WRITTEN REQUEST
Select and copy every line of the records that contains the string "locate". Case counts, so match it only with the same capitalization.

INPUT MATERIAL
──────
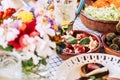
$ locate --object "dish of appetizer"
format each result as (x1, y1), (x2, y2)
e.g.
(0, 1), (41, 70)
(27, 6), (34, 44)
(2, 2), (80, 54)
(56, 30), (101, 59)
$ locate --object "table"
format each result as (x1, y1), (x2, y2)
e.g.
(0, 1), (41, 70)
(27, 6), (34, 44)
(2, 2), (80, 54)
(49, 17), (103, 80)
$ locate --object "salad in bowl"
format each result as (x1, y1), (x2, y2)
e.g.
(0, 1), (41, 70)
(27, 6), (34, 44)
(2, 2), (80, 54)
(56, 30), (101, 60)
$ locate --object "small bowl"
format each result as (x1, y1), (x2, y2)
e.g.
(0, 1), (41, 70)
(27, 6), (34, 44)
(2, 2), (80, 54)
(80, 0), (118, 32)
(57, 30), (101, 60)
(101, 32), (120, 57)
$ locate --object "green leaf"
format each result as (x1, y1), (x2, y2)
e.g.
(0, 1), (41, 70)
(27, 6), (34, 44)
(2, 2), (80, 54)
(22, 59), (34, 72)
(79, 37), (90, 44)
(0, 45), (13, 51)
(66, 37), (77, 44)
──────
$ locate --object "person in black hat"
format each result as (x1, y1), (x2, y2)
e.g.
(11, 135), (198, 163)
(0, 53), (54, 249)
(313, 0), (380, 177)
──────
CORRECT OUTPUT
$ locate --object "dish of appetizer"
$ locate --object "table"
$ locate --object "salad in bowl"
$ locate --object "small bowl"
$ locate --object "green leaf"
$ locate --object "person in black hat"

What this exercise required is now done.